Supplied information.
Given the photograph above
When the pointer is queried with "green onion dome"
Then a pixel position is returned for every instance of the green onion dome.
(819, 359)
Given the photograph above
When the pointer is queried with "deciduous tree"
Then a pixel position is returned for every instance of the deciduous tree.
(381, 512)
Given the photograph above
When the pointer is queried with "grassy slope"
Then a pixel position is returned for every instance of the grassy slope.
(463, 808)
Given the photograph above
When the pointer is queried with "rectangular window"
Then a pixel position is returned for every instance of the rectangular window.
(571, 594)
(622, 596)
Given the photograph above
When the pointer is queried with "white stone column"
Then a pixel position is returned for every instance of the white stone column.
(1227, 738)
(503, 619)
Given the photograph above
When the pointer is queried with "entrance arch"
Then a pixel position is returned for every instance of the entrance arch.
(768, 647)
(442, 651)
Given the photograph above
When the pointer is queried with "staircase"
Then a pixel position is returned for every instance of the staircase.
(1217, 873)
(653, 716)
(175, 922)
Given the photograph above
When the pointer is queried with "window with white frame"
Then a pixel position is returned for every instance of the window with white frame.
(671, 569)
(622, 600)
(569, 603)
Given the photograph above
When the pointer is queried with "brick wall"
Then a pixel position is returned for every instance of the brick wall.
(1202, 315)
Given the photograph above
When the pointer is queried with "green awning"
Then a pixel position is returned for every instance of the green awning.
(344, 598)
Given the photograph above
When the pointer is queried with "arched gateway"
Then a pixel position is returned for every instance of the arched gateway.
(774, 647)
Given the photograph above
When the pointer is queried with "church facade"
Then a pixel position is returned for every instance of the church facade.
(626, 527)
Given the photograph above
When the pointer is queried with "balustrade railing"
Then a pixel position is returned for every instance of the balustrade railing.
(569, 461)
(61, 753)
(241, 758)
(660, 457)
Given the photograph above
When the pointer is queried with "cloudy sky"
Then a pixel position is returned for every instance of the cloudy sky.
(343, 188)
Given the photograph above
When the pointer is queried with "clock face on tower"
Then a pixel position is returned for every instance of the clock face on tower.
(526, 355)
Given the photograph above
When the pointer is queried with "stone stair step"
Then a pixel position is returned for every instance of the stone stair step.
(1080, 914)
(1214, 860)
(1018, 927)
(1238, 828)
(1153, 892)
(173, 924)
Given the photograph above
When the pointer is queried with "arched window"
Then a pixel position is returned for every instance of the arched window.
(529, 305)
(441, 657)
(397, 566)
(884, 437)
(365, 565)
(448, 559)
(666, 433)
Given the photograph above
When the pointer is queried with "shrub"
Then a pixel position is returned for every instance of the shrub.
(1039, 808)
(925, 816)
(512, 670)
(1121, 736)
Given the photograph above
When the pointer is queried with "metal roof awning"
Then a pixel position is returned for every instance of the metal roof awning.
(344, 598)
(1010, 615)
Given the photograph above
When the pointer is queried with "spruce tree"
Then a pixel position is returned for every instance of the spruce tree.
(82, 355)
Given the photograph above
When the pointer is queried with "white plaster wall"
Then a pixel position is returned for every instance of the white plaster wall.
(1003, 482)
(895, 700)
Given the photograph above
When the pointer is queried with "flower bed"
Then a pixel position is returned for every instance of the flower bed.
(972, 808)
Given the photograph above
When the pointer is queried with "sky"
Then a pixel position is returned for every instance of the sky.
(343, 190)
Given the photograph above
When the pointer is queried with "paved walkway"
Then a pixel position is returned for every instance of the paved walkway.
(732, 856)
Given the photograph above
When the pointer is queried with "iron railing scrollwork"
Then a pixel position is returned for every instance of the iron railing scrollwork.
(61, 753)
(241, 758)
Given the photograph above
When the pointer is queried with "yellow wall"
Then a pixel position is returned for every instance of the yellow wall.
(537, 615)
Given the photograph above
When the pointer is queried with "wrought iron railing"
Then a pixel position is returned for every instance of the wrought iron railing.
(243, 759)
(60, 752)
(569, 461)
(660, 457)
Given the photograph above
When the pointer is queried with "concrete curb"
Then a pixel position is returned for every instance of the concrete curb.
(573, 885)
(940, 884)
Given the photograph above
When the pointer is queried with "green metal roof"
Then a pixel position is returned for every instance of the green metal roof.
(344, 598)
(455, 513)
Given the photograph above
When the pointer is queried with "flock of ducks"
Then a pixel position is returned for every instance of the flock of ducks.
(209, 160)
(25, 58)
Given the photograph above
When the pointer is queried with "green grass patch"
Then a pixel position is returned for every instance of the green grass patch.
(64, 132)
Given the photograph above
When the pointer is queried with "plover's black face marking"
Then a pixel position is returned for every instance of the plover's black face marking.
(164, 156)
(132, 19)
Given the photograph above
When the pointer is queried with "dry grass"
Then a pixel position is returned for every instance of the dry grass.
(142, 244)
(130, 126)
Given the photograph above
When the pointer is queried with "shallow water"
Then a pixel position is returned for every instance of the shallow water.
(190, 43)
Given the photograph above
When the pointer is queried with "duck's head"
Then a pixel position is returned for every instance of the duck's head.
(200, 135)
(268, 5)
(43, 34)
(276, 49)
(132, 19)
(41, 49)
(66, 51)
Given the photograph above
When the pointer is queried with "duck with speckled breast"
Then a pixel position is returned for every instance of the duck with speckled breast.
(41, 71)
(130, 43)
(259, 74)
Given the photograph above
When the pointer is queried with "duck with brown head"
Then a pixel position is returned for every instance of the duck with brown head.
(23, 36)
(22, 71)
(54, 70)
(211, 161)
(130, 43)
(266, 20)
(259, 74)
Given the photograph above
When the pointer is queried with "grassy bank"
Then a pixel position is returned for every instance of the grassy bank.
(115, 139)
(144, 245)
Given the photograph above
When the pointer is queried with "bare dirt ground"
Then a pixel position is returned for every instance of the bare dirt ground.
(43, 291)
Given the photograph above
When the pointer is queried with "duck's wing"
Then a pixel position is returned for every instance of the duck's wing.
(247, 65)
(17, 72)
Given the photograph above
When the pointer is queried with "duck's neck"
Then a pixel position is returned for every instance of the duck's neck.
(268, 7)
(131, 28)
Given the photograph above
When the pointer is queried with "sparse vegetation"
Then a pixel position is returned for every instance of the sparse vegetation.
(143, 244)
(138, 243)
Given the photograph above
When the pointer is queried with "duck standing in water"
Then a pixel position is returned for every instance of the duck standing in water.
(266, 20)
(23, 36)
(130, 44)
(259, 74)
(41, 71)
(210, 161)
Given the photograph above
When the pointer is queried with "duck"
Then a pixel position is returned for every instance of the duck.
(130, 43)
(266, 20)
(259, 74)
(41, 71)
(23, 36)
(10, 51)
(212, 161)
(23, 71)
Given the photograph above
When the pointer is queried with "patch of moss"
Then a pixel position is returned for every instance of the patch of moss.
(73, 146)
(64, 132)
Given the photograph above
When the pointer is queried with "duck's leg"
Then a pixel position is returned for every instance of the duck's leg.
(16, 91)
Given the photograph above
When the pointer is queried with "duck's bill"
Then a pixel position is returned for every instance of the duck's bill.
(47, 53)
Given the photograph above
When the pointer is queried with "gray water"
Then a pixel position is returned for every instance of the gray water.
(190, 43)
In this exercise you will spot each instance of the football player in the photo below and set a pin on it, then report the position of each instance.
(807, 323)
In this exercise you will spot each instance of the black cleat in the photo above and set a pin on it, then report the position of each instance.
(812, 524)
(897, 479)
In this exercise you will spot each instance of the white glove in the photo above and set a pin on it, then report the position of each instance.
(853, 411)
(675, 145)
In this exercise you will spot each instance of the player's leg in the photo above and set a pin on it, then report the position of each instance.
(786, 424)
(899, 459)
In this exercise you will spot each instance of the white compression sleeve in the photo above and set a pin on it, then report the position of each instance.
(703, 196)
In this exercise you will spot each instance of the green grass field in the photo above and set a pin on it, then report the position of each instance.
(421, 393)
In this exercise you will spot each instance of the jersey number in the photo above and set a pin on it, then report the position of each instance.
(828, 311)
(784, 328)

Directions. Once more, write all of the records exactly as given.

Finished exercise.
Given the photograph above
When the pointer is queried with "green onion dome"
Then a pixel position is returned for every instance of the green onion dome.
(819, 359)
Given the photograph above
When the pointer is queried with "deciduous tree"
Then a pixel position is returned for every instance of the deciduous tree.
(381, 512)
Given the photograph above
When the pointer is queried with "grassy slope"
Then a pixel position is returned for every instance of the grassy slope.
(463, 808)
Given the photograph above
When the pointer is queried with "rectangular window"
Then a pixel position is returned for every instance of the rectangular window.
(571, 594)
(622, 596)
Given the photograph above
When the pointer is queried with "white stone column"
Then a pixel position is returned for every instance of the white stone column.
(1227, 738)
(503, 619)
Given the photograph above
When the pointer is queried with "entrance arch"
Then a pixel position is returned for every instance of the entrance arch.
(768, 647)
(442, 651)
Given the photograph above
When the pointer is queried with "staircase"
Then a pixel position is returned for every instance of the staircase.
(1217, 873)
(653, 716)
(175, 922)
Given the photograph above
When the pointer is queried with "window with white frame"
Then a pixel position is returned for every instance of the window with white frame.
(671, 569)
(622, 600)
(569, 603)
Given the photograph above
When the pointer is queried with "brick wall"
Then a pixel position is returned for every instance of the brick wall.
(1202, 315)
Given the photograph above
When the pointer is queried with "green awning"
Then a pixel position is returned for every instance of the green awning.
(344, 598)
Given the photograph above
When the pointer is queried with "arched gateway"
Then a pixel position is returned for every instance of the arched gateway.
(774, 647)
Given the photograph above
When the pointer is queried with "church facade"
Then a pixel position is returned for every instance of the church facade.
(626, 527)
Given the photograph above
When the pointer is queried with "balustrade railing"
Then a pixel position is returned for every instance of the balustrade railing.
(569, 461)
(61, 753)
(241, 758)
(660, 457)
Given the photograph above
When the pointer is queried with "cloudy sky"
Then a pixel position is returned for every instance of the cloudy sky.
(343, 188)
Given the photograph above
When the pointer is queried with "clock face on tower"
Then a pixel position is returned for every instance of the clock face on tower.
(526, 355)
Given the photograph above
When the pointer is queried with "stone stair step"
Then a pixel position is returned for every instance of the stone stair step.
(1080, 914)
(1214, 860)
(1018, 927)
(1238, 828)
(1153, 892)
(173, 924)
Given the photograph above
When the pointer is queried with "arched window"
Then a pixel position is returned for every instance of the arched window.
(529, 305)
(441, 657)
(397, 566)
(884, 437)
(365, 565)
(448, 559)
(666, 433)
Given the photograph above
When the pointer is queried with "shrub"
Then a pixel position is returned for every instance of the shrub.
(1039, 808)
(925, 816)
(512, 670)
(1121, 736)
Given the photograph above
When the pointer is queried with "metal roof awning"
Then a pixel position is returned for every instance of the metal roof awning.
(344, 598)
(1010, 615)
Given the photograph above
When the pointer is queried with "spruce tree"
Then a pixel position is returned for every instance of the spruce tree.
(82, 355)
Given the photograph above
When the pointer is queried with "white plaster wall"
Then a pixel position is returned for every instance of the white plaster wall.
(1003, 482)
(895, 700)
Given the photograph above
When the pointer is queried with "flower bed"
Then a pixel position is returned for every instance of the flower bed.
(972, 808)
Given the photograph above
When the pointer is queried with "sky"
Then a pixel position is returned for every instance of the sky.
(343, 190)
Given the photograph above
When the pointer is queried with "paved walkway"
Then a pixel position is returned for every instance of the paved walkway.
(732, 856)
Given the photograph above
When the pointer is queried with "iron railing scrollwork"
Then a pixel position is returned for every instance of the iron railing scrollwork.
(61, 753)
(241, 758)
Given the photograph above
When the pointer is queried with "yellow wall"
Then a pixel position is returned for every instance of the yellow wall.
(537, 615)
Given the photograph above
When the pointer is queried with "wrought iron railing"
Then a pixel position is returned for every instance of the wrought iron railing.
(243, 759)
(60, 752)
(569, 461)
(660, 457)
Given the photograph above
When the pointer is queried with "concrete curb"
Then a pixel position is returned for every instance of the concrete curb.
(573, 885)
(940, 884)
Given the photograph above
When the pointer is queried with "green metal roof"
Then a pixel position is returned for every instance of the green metal roof.
(344, 598)
(455, 513)
Given the photograph above
When the pointer is queried with "flock of ducks"
Then a pixel position is returned for every instance of the flock of ducks.
(209, 160)
(25, 58)
Given the photograph above
When the pointer is queried with "green grass patch"
Then a pixel position is returned for every instance of the green grass patch.
(64, 132)
Given the photograph above
When the pointer is queried with "plover's black face marking"
Then a pixel position is returned for every instance of the plover's black face marking.
(164, 156)
(132, 19)
Given the photograph above
When the pointer is queried with "dry grass"
Then a pixel position is returned for every instance of the dry grass.
(142, 244)
(130, 126)
Given the photograph above
When the pointer is queried with "shallow water"
Then a pixel position is returned for every instance of the shallow water.
(190, 43)
Given the photograph above
When the pointer is queried with "duck's head"
Then a pixel position is returned for every instance of the duck's head.
(200, 135)
(268, 5)
(43, 34)
(276, 49)
(132, 19)
(41, 49)
(66, 51)
Given the photograph above
When the pointer is queried with "duck with speckled breast"
Then a pixel position is returned for every instance of the duck with speckled breast.
(41, 71)
(130, 43)
(259, 74)
Given the photograph above
When the pointer is queried with "duck with brown head"
Then a pixel position is returned for every instance of the duck with brown head.
(23, 36)
(22, 71)
(54, 70)
(211, 161)
(130, 43)
(266, 20)
(259, 74)
Given the photograph above
When the pointer is queried with "grassy bank"
Then a pixel position is returned for every instance of the grassy bank.
(115, 139)
(144, 245)
Given the photograph above
When the pointer is queried with "bare dirt ground"
Then a pixel position is returned for every instance of the bare dirt ground.
(43, 291)
Given the photograph above
When the pointer is queried with "duck's wing"
Then a pixel position is returned for every instance of the duck's wing.
(247, 65)
(17, 72)
Given the photograph above
When the pointer is queried with "duck's neck"
Then a pixel position is returned for every instance of the duck's neck.
(268, 7)
(131, 28)
Given the photograph above
When the pointer is queried with "sparse vegetation"
Then a pixel position is returned for every instance of the sparse vegetation.
(143, 244)
(138, 243)
Given the photograph above
When the pointer is queried with "duck standing in water"
Then a pixel position is returned for every instance of the duck standing in water.
(266, 20)
(23, 36)
(130, 44)
(259, 74)
(41, 71)
(210, 161)
Given the photograph above
When the pointer is queried with "duck"
Then a pixel position is returned for every instance of the duck.
(130, 43)
(266, 20)
(259, 74)
(41, 71)
(23, 36)
(10, 51)
(212, 161)
(23, 71)
Given the photograph above
When the pointer is queried with "patch of moss"
Then a pixel position is returned for every instance of the patch of moss.
(73, 146)
(64, 132)
Given the photograph above
When the pointer is queried with "duck's leg"
Then a pixel position is returned for every instance of the duck's leg.
(16, 91)
Given the photograph above
When the pointer is queried with "duck's bill"
Then a pixel position is returned for every instance of the duck's bill.
(47, 53)
Given the photograph above
When the pointer is queried with "gray water"
Then a pixel position is returned for every instance of the gray water.
(190, 43)
In this exercise you will spot each instance of the football player in the photo below and set a pin on it, then report the position of each instance.
(807, 323)
In this exercise you will spot each instance of the black cleat in the photo above and set a pin on it, then report the position of each instance.
(812, 524)
(897, 479)
In this exercise you will spot each instance of the white glove in the photo above and set a pin on it, then report the position of each instance.
(853, 411)
(675, 145)
In this exercise you will spot each instance of the player's leg in the photo above and set a pin on it, then report the position of each instance.
(786, 424)
(899, 459)
In this exercise you will spot each instance of the white compression sleeve in the photo above and set a pin on it, then report the position of each instance.
(703, 196)
In this exercise you will spot each instance of the green grass field in the photo above and set a pin on it, then report the position of each instance.
(421, 393)
In this exercise you will spot each instance of the jersey number in the photo above and set a pin on it, then report the position of each instance.
(828, 311)
(784, 328)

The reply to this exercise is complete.